[Data listing]
%%

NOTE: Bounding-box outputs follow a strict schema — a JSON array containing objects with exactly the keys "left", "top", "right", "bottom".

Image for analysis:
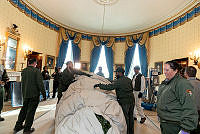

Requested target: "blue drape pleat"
[
  {"left": 56, "top": 40, "right": 69, "bottom": 67},
  {"left": 125, "top": 44, "right": 136, "bottom": 76},
  {"left": 72, "top": 42, "right": 80, "bottom": 63},
  {"left": 105, "top": 46, "right": 113, "bottom": 80},
  {"left": 90, "top": 46, "right": 102, "bottom": 72},
  {"left": 138, "top": 44, "right": 148, "bottom": 77}
]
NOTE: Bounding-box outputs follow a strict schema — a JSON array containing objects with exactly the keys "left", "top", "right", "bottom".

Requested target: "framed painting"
[
  {"left": 45, "top": 55, "right": 55, "bottom": 69},
  {"left": 4, "top": 29, "right": 20, "bottom": 71},
  {"left": 154, "top": 61, "right": 163, "bottom": 74}
]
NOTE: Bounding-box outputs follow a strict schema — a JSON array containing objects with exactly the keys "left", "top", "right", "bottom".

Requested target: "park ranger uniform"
[
  {"left": 157, "top": 74, "right": 198, "bottom": 134},
  {"left": 96, "top": 76, "right": 135, "bottom": 134},
  {"left": 0, "top": 64, "right": 8, "bottom": 121}
]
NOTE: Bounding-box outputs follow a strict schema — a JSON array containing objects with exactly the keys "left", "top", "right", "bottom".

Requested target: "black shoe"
[
  {"left": 0, "top": 117, "right": 5, "bottom": 121},
  {"left": 140, "top": 117, "right": 146, "bottom": 124},
  {"left": 23, "top": 128, "right": 35, "bottom": 134},
  {"left": 13, "top": 126, "right": 24, "bottom": 134}
]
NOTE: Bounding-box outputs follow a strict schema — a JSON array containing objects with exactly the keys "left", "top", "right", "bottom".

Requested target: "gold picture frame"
[{"left": 45, "top": 55, "right": 55, "bottom": 69}]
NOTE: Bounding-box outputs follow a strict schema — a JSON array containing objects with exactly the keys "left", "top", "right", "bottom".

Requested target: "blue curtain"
[
  {"left": 105, "top": 46, "right": 113, "bottom": 80},
  {"left": 138, "top": 44, "right": 148, "bottom": 77},
  {"left": 72, "top": 41, "right": 80, "bottom": 63},
  {"left": 90, "top": 46, "right": 102, "bottom": 72},
  {"left": 56, "top": 40, "right": 69, "bottom": 67},
  {"left": 125, "top": 44, "right": 136, "bottom": 76}
]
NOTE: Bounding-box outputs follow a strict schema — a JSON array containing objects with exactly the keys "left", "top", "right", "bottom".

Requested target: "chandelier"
[{"left": 95, "top": 0, "right": 118, "bottom": 5}]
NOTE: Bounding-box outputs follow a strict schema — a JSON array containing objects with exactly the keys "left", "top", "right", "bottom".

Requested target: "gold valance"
[
  {"left": 126, "top": 36, "right": 134, "bottom": 47},
  {"left": 92, "top": 36, "right": 115, "bottom": 47},
  {"left": 126, "top": 32, "right": 149, "bottom": 47}
]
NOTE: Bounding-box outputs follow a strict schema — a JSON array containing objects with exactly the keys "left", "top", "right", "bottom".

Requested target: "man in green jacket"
[
  {"left": 94, "top": 67, "right": 135, "bottom": 134},
  {"left": 14, "top": 59, "right": 46, "bottom": 134},
  {"left": 57, "top": 61, "right": 91, "bottom": 103},
  {"left": 157, "top": 61, "right": 198, "bottom": 134}
]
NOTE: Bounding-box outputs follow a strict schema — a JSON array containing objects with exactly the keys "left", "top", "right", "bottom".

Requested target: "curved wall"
[{"left": 0, "top": 0, "right": 58, "bottom": 71}]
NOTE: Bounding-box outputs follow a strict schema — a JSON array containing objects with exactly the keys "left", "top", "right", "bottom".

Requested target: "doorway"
[{"left": 27, "top": 51, "right": 42, "bottom": 71}]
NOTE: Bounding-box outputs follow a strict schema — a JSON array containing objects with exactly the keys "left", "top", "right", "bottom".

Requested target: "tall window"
[
  {"left": 61, "top": 40, "right": 73, "bottom": 71},
  {"left": 128, "top": 43, "right": 141, "bottom": 79},
  {"left": 94, "top": 45, "right": 109, "bottom": 78}
]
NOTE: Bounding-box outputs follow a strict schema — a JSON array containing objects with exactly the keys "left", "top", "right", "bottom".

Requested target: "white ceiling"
[{"left": 24, "top": 0, "right": 199, "bottom": 34}]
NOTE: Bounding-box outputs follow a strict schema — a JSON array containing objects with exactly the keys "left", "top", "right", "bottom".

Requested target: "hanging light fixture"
[{"left": 94, "top": 0, "right": 118, "bottom": 35}]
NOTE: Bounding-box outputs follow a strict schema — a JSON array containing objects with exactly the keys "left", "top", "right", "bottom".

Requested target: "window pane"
[
  {"left": 61, "top": 40, "right": 73, "bottom": 71},
  {"left": 94, "top": 46, "right": 109, "bottom": 78}
]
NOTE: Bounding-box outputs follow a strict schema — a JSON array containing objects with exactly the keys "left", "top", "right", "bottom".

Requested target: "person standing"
[
  {"left": 132, "top": 66, "right": 146, "bottom": 124},
  {"left": 42, "top": 66, "right": 51, "bottom": 99},
  {"left": 184, "top": 66, "right": 200, "bottom": 134},
  {"left": 97, "top": 67, "right": 104, "bottom": 77},
  {"left": 51, "top": 67, "right": 61, "bottom": 98},
  {"left": 94, "top": 67, "right": 135, "bottom": 134},
  {"left": 0, "top": 64, "right": 9, "bottom": 121},
  {"left": 57, "top": 61, "right": 91, "bottom": 103},
  {"left": 157, "top": 61, "right": 198, "bottom": 134},
  {"left": 14, "top": 59, "right": 46, "bottom": 134}
]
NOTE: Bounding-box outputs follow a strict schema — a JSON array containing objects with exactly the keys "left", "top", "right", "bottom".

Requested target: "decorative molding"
[
  {"left": 8, "top": 0, "right": 60, "bottom": 32},
  {"left": 8, "top": 0, "right": 200, "bottom": 37},
  {"left": 149, "top": 3, "right": 200, "bottom": 37}
]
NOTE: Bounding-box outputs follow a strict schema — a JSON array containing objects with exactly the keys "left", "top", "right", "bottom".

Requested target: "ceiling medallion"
[{"left": 95, "top": 0, "right": 118, "bottom": 5}]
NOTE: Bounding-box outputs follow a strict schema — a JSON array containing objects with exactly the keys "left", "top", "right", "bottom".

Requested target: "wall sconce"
[
  {"left": 24, "top": 46, "right": 33, "bottom": 60},
  {"left": 190, "top": 50, "right": 200, "bottom": 69},
  {"left": 0, "top": 35, "right": 6, "bottom": 46}
]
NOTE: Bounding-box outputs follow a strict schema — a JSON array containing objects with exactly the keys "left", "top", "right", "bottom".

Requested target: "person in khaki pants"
[
  {"left": 132, "top": 66, "right": 146, "bottom": 124},
  {"left": 14, "top": 59, "right": 46, "bottom": 134}
]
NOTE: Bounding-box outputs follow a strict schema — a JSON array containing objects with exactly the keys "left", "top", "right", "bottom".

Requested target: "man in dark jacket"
[
  {"left": 132, "top": 66, "right": 146, "bottom": 124},
  {"left": 94, "top": 67, "right": 135, "bottom": 134},
  {"left": 14, "top": 59, "right": 46, "bottom": 134},
  {"left": 58, "top": 61, "right": 91, "bottom": 103},
  {"left": 42, "top": 66, "right": 51, "bottom": 98}
]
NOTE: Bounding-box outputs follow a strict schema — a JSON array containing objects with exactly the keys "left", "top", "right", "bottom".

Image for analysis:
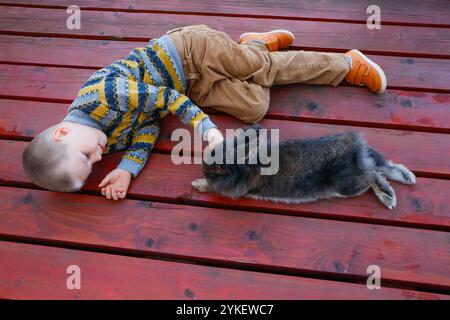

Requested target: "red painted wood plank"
[
  {"left": 0, "top": 242, "right": 444, "bottom": 300},
  {"left": 0, "top": 140, "right": 450, "bottom": 231},
  {"left": 0, "top": 99, "right": 450, "bottom": 177},
  {"left": 0, "top": 187, "right": 450, "bottom": 290},
  {"left": 0, "top": 65, "right": 450, "bottom": 132},
  {"left": 0, "top": 7, "right": 450, "bottom": 58},
  {"left": 2, "top": 0, "right": 450, "bottom": 26},
  {"left": 0, "top": 35, "right": 450, "bottom": 93}
]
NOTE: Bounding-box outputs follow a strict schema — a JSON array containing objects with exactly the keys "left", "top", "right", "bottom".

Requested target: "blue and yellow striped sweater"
[{"left": 63, "top": 35, "right": 215, "bottom": 177}]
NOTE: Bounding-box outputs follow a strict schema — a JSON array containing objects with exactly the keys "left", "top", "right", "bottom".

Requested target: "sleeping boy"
[{"left": 22, "top": 25, "right": 386, "bottom": 200}]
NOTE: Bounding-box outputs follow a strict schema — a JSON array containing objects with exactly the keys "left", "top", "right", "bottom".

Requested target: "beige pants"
[{"left": 167, "top": 25, "right": 349, "bottom": 123}]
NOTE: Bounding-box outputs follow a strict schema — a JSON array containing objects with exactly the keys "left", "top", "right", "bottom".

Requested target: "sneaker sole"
[
  {"left": 352, "top": 49, "right": 387, "bottom": 94},
  {"left": 239, "top": 29, "right": 295, "bottom": 42}
]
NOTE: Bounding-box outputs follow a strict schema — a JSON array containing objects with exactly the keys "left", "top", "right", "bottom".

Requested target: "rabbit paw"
[{"left": 191, "top": 178, "right": 209, "bottom": 192}]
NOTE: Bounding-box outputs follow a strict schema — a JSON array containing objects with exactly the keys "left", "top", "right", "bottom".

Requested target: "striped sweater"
[{"left": 63, "top": 35, "right": 216, "bottom": 177}]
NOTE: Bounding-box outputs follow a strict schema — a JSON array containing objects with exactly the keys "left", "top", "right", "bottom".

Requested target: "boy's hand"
[
  {"left": 98, "top": 168, "right": 131, "bottom": 200},
  {"left": 205, "top": 128, "right": 223, "bottom": 147}
]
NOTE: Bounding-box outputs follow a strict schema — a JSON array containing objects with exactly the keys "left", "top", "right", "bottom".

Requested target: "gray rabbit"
[{"left": 192, "top": 125, "right": 416, "bottom": 209}]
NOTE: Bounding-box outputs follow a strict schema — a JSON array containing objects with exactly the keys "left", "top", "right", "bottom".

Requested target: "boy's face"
[{"left": 52, "top": 121, "right": 107, "bottom": 182}]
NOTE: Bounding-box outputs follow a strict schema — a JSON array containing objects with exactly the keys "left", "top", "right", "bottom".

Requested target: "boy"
[{"left": 23, "top": 25, "right": 386, "bottom": 200}]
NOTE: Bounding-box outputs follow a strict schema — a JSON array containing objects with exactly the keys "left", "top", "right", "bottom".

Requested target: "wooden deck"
[{"left": 0, "top": 0, "right": 450, "bottom": 299}]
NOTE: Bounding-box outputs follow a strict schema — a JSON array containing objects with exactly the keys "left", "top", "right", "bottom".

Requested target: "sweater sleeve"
[
  {"left": 155, "top": 87, "right": 217, "bottom": 134},
  {"left": 117, "top": 118, "right": 159, "bottom": 178}
]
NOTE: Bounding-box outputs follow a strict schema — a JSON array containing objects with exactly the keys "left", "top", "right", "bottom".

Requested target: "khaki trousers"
[{"left": 167, "top": 25, "right": 349, "bottom": 123}]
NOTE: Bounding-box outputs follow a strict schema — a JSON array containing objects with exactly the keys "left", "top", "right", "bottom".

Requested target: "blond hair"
[{"left": 22, "top": 124, "right": 83, "bottom": 192}]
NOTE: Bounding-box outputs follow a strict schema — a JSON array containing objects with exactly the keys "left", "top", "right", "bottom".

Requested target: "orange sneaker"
[
  {"left": 344, "top": 49, "right": 387, "bottom": 94},
  {"left": 239, "top": 29, "right": 295, "bottom": 51}
]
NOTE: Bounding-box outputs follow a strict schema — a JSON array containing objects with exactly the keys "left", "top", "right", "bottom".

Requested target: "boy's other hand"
[
  {"left": 98, "top": 168, "right": 131, "bottom": 200},
  {"left": 205, "top": 128, "right": 223, "bottom": 147}
]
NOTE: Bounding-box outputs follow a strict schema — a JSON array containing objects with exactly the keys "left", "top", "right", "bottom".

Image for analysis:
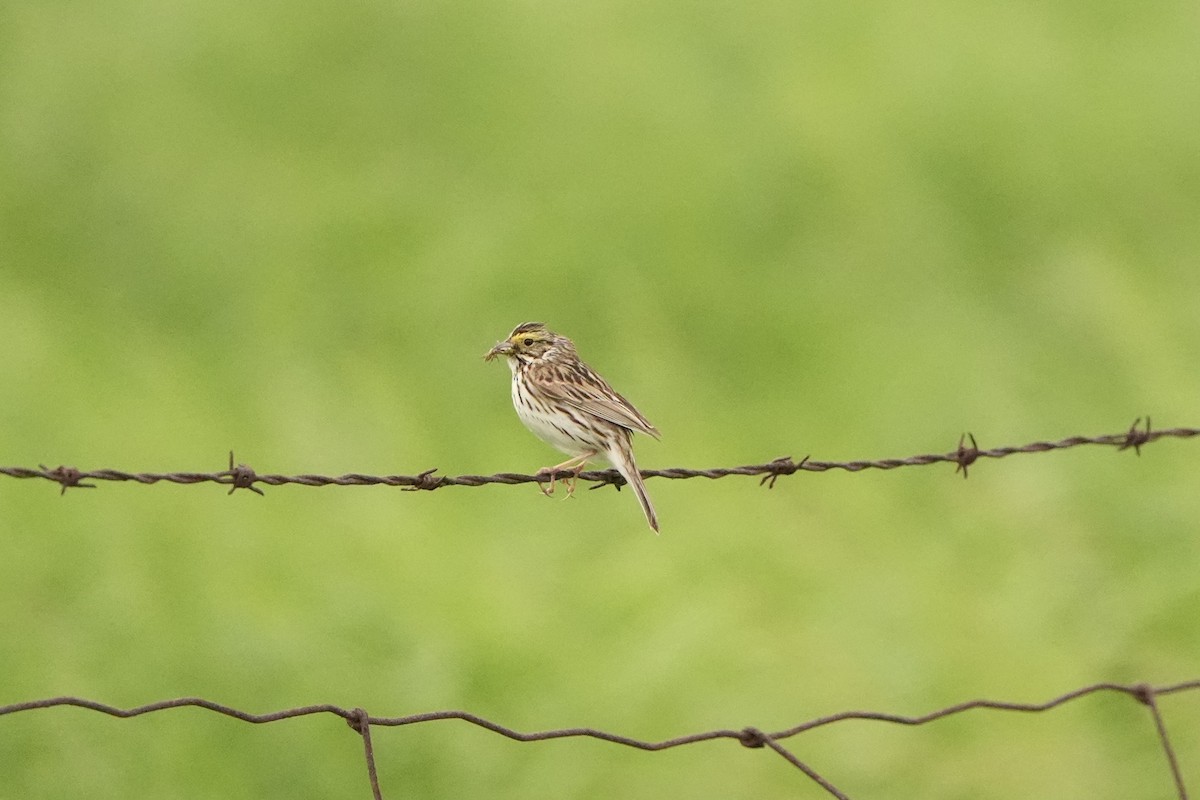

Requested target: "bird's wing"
[{"left": 541, "top": 363, "right": 659, "bottom": 439}]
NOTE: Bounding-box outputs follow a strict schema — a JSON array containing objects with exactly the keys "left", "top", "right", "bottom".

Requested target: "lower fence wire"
[{"left": 0, "top": 679, "right": 1200, "bottom": 800}]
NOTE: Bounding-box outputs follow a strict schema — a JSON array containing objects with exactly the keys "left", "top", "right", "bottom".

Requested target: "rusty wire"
[
  {"left": 0, "top": 416, "right": 1200, "bottom": 494},
  {"left": 0, "top": 679, "right": 1200, "bottom": 800}
]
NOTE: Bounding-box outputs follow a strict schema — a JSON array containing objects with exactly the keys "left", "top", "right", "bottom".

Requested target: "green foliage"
[{"left": 0, "top": 0, "right": 1200, "bottom": 799}]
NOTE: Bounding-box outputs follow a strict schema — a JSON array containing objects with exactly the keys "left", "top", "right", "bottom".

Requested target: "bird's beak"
[{"left": 484, "top": 339, "right": 512, "bottom": 361}]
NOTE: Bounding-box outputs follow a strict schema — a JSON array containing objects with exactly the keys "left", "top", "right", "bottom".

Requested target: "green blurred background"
[{"left": 0, "top": 0, "right": 1200, "bottom": 798}]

%%

● **Exercise**: In the listing above, how many lines contain the string "wall"? Treat case as significant, and reply with only the number.

● **Full solution**: 2